■ Set task ■
Rewrite every line of the material below as a JSON list of strings, with one string per line and blank lines left out.

■ Data for the task ■
++++++++++

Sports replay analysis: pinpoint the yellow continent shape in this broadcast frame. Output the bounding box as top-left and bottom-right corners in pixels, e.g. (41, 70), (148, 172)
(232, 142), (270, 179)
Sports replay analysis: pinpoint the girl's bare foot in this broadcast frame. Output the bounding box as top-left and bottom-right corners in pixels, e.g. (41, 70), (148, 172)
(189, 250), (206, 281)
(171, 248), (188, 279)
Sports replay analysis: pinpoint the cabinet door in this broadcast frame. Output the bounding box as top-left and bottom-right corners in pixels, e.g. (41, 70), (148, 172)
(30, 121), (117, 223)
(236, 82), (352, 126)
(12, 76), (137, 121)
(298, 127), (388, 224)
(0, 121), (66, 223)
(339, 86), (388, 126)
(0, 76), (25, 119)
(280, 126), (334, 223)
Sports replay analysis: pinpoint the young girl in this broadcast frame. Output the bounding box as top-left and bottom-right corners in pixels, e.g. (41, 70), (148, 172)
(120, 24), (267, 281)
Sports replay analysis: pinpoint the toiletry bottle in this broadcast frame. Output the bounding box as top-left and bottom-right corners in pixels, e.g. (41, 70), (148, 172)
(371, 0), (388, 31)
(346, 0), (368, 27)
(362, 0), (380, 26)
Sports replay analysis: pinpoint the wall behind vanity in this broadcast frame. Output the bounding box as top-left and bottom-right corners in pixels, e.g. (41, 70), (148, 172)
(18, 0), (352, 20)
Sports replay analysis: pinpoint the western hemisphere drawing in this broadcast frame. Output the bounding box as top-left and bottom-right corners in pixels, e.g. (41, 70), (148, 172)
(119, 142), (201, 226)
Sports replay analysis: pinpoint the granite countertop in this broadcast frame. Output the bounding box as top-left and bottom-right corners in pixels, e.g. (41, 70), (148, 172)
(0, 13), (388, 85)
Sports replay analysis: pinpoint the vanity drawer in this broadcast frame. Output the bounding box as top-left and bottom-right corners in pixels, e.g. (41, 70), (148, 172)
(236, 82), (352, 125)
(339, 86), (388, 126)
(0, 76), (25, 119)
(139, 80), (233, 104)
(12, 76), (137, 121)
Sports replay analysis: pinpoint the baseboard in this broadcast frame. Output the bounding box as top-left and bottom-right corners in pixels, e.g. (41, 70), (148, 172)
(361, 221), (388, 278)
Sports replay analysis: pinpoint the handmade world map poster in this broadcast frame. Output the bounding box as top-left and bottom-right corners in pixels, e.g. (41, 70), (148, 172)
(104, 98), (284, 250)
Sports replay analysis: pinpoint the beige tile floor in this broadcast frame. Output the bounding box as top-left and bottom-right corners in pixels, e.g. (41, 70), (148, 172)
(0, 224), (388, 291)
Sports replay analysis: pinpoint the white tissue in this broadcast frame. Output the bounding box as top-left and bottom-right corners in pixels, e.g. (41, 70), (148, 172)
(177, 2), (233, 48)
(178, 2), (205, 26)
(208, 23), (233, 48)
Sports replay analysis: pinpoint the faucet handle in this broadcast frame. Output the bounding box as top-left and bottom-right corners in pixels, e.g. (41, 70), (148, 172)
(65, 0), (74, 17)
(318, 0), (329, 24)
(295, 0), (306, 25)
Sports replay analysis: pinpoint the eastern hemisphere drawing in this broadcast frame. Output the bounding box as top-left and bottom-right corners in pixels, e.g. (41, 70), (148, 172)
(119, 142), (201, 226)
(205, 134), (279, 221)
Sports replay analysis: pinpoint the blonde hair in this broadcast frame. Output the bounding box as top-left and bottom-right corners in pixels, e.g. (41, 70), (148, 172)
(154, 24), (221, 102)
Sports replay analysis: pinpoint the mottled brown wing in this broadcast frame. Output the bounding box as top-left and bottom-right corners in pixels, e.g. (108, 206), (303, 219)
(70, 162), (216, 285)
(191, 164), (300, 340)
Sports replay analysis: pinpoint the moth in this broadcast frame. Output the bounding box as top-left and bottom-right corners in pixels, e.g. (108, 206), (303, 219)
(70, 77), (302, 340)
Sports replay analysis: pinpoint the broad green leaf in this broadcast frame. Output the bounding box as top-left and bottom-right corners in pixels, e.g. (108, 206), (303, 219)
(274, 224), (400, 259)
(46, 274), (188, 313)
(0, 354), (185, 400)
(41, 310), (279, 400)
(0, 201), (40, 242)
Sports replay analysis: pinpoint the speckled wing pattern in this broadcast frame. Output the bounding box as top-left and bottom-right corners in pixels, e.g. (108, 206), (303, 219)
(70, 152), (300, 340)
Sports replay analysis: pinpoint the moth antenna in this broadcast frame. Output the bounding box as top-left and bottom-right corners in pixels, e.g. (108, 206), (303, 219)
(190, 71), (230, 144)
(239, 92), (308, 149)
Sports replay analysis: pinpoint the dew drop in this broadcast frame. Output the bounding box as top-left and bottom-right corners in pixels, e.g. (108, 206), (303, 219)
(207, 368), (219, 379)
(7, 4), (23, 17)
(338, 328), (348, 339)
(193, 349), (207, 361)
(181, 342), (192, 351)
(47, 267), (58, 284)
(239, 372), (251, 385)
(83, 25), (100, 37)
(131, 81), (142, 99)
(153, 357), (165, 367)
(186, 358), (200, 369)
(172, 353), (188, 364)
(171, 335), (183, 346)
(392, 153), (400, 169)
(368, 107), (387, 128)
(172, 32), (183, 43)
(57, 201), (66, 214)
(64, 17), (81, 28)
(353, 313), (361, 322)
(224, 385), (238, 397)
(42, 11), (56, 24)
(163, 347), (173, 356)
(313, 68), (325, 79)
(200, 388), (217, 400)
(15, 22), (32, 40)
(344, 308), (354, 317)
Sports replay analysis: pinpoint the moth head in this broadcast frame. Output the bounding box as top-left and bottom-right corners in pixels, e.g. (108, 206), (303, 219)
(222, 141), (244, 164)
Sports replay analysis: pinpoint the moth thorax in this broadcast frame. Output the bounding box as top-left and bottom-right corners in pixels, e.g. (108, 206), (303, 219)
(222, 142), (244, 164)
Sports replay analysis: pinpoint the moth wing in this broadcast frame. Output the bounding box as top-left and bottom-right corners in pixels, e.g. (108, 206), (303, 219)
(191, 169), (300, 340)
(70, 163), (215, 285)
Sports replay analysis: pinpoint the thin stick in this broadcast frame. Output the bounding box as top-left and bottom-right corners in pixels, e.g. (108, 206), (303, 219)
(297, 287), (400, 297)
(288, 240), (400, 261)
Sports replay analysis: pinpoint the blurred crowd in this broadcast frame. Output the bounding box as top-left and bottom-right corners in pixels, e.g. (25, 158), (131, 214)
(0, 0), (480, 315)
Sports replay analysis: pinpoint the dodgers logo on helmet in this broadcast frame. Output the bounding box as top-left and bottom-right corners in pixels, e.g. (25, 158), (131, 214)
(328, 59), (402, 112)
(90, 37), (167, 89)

++++++++++

■ The reply ■
[
  "Sports replay analysis: pinpoint the yellow continent shape in this broadcast frame. Output the bounding box as top-left and bottom-right corners in pixels, e.g. (41, 70), (148, 172)",
  "(232, 142), (270, 179)",
  "Sports replay analysis: pinpoint the girl's bare foot in this broadcast frame. Output the bounding box as top-left and bottom-right corners in pixels, e.g. (41, 70), (148, 172)",
  "(189, 250), (206, 281)",
  "(171, 248), (188, 279)",
  "Sports replay analysis: pinpoint the cabinet door in this broadcast frame. Output the bounding box as top-left and bottom-right corners in pixels, e.g. (41, 70), (148, 172)",
  "(30, 121), (117, 223)",
  "(236, 82), (352, 126)",
  "(12, 76), (137, 121)",
  "(298, 127), (388, 224)",
  "(0, 121), (66, 223)",
  "(339, 86), (388, 126)",
  "(0, 76), (25, 119)",
  "(280, 126), (334, 223)",
  "Sports replay analysis: pinpoint the young girl in this broadcast frame. Output the bounding box as top-left and bottom-right corners in pixels, e.g. (41, 70), (148, 172)",
  "(120, 24), (267, 281)",
  "Sports replay analysis: pinpoint the toiletry bottle in this broadcast frame. Output the bounding box as top-left and bottom-right corners in pixels, e.g. (41, 70), (148, 172)",
  "(371, 0), (388, 31)",
  "(346, 0), (368, 27)",
  "(362, 0), (380, 26)",
  "Sports replay analysis: pinpoint the wall behind vanity in this broadcast frame. Output the bounding box as top-left and bottom-right corners in pixels, e.g. (41, 70), (148, 172)",
  "(18, 0), (352, 20)",
  "Sports replay analysis: pinpoint the western hemisphere drawing in this broadcast frame. Output the bounding box as top-left and bottom-right corners in pixels, e.g. (41, 70), (148, 172)",
  "(119, 142), (201, 226)",
  "Sports replay analysis: pinpoint the granite countertop in this broadcast frame. Output the bounding box as top-left and bottom-right corners in pixels, e.g. (41, 70), (148, 172)",
  "(0, 13), (388, 85)",
  "Sports replay analysis: pinpoint the vanity drawer in this broadcast frame. Output the bounding box as top-left and bottom-right corners in pixels, e.g. (41, 70), (148, 172)",
  "(236, 82), (352, 125)",
  "(339, 86), (388, 126)",
  "(0, 76), (25, 119)",
  "(139, 80), (233, 104)",
  "(12, 76), (137, 121)",
  "Sports replay analysis: pinpoint the baseboard in this broadcast frame. Output the bounding box as top-left and bottom-right corners in pixels, e.g. (41, 70), (148, 172)",
  "(361, 221), (388, 278)",
  "Sports replay analysis: pinpoint the handmade world map poster in this broadcast frame. Output the bounding box as top-left and bottom-right corners in pixels, e.g. (41, 70), (148, 172)",
  "(104, 98), (284, 250)",
  "Sports replay analysis: pinpoint the beige tile floor in this broadcast frame. Output the bounding box as top-left and bottom-right corners in pixels, e.g. (41, 70), (148, 172)",
  "(0, 224), (388, 291)",
  "Sports replay analysis: pinpoint the white tissue in this broadcast frame. Output the bounding box as top-left and bottom-right corners in pixels, e.g. (41, 70), (148, 172)",
  "(177, 2), (233, 48)",
  "(178, 2), (205, 26)",
  "(208, 23), (233, 48)",
  "Sports replay analysis: pinpoint the faucet handle in this broadcast frame. Output the bounding box as top-left and bottom-right corners in pixels, e.g. (41, 70), (148, 172)",
  "(65, 0), (74, 17)",
  "(318, 0), (329, 24)",
  "(295, 0), (306, 25)",
  "Sports replay analysis: pinpoint the eastern hemisphere drawing in this broadcast frame. Output the bounding box as top-left and bottom-right corners in pixels, e.g. (41, 70), (148, 172)",
  "(119, 142), (201, 226)",
  "(205, 134), (279, 221)",
  "Sports replay analysis: pinpoint the blonde hair in this broadcast frame. Output the bounding box as top-left and bottom-right corners in pixels, e.g. (41, 70), (148, 172)",
  "(154, 24), (221, 102)",
  "Sports replay analysis: pinpoint the mottled brown wing in this broadcast frame. Output the bounding box as top-left and bottom-right corners in pixels, e.g. (108, 206), (303, 219)",
  "(70, 162), (216, 285)",
  "(191, 164), (300, 340)",
  "Sports replay analysis: pinpoint the moth in this broadcast frame. Output the bounding box as top-left and bottom-right corners in pixels, e.g. (108, 206), (303, 219)",
  "(70, 77), (302, 340)",
  "Sports replay analysis: pinpoint the broad green leaf in this broadcast frame. Output the bounding box as top-left and bottom-right corners in pixels, e.g. (108, 206), (303, 219)",
  "(274, 224), (400, 259)",
  "(46, 274), (188, 313)",
  "(0, 354), (185, 400)",
  "(41, 310), (279, 400)",
  "(0, 201), (40, 242)",
  "Sports replay analysis: pinpoint the speckled wing pattern in this broadcast frame. Output the bounding box as top-left and bottom-right corners in pixels, e.g. (108, 206), (303, 219)",
  "(70, 152), (300, 340)",
  "Sports replay analysis: pinpoint the moth antenna in this broadcast frame. Output the bounding box as top-left and bottom-right corners in pixels, e.g. (108, 206), (303, 219)",
  "(190, 71), (230, 144)",
  "(239, 92), (308, 149)",
  "Sports replay analysis: pinpoint the dew drop in this broadcast frame. Output the bounding box as top-left and bottom-right corners in pixels, e.g. (108, 206), (303, 219)",
  "(207, 368), (219, 379)",
  "(7, 4), (23, 17)",
  "(338, 328), (348, 339)",
  "(193, 349), (207, 361)",
  "(181, 342), (192, 351)",
  "(47, 267), (58, 284)",
  "(239, 372), (251, 385)",
  "(83, 25), (100, 37)",
  "(131, 81), (142, 99)",
  "(153, 357), (165, 367)",
  "(186, 358), (200, 369)",
  "(172, 353), (188, 364)",
  "(171, 335), (183, 346)",
  "(392, 153), (400, 169)",
  "(368, 107), (387, 128)",
  "(172, 32), (183, 43)",
  "(57, 201), (66, 214)",
  "(64, 17), (81, 28)",
  "(353, 313), (361, 322)",
  "(224, 385), (238, 397)",
  "(42, 11), (56, 24)",
  "(163, 347), (173, 356)",
  "(313, 68), (325, 79)",
  "(200, 388), (217, 400)",
  "(15, 22), (32, 40)",
  "(344, 308), (354, 317)",
  "Sports replay analysis: pinpoint the moth head in this broadcast frame. Output the bounding box as top-left and bottom-right corners in pixels, e.g. (108, 206), (303, 219)",
  "(222, 141), (244, 164)",
  "Sports replay analysis: pinpoint the moth thorax in this broadcast frame. Output the bounding box as top-left and bottom-right corners in pixels, e.g. (108, 206), (303, 219)",
  "(222, 142), (244, 164)",
  "Sports replay analysis: pinpoint the moth wing in this broadcast frame. Output the bounding box as top-left and bottom-right corners in pixels, e.g. (108, 206), (303, 219)",
  "(191, 169), (300, 340)",
  "(70, 163), (215, 285)",
  "Sports replay analysis: pinpoint the thin stick in this broadcast frame. Output the bounding box as top-left and bottom-right corners in pixels, e.g. (108, 206), (303, 219)",
  "(297, 287), (400, 297)",
  "(288, 240), (400, 261)",
  "Sports replay analysis: pinpoint the blurred crowd in this broadcast frame. Output the bounding box as top-left and bottom-right corners in pixels, e.g. (25, 158), (131, 214)",
  "(0, 0), (480, 315)",
  "Sports replay analysis: pinpoint the dodgers logo on helmet in this broadcast frame. Output the bounding box as top-left and bottom-right corners in pixels, e.g. (25, 158), (131, 214)",
  "(328, 59), (402, 112)",
  "(90, 37), (167, 89)"
]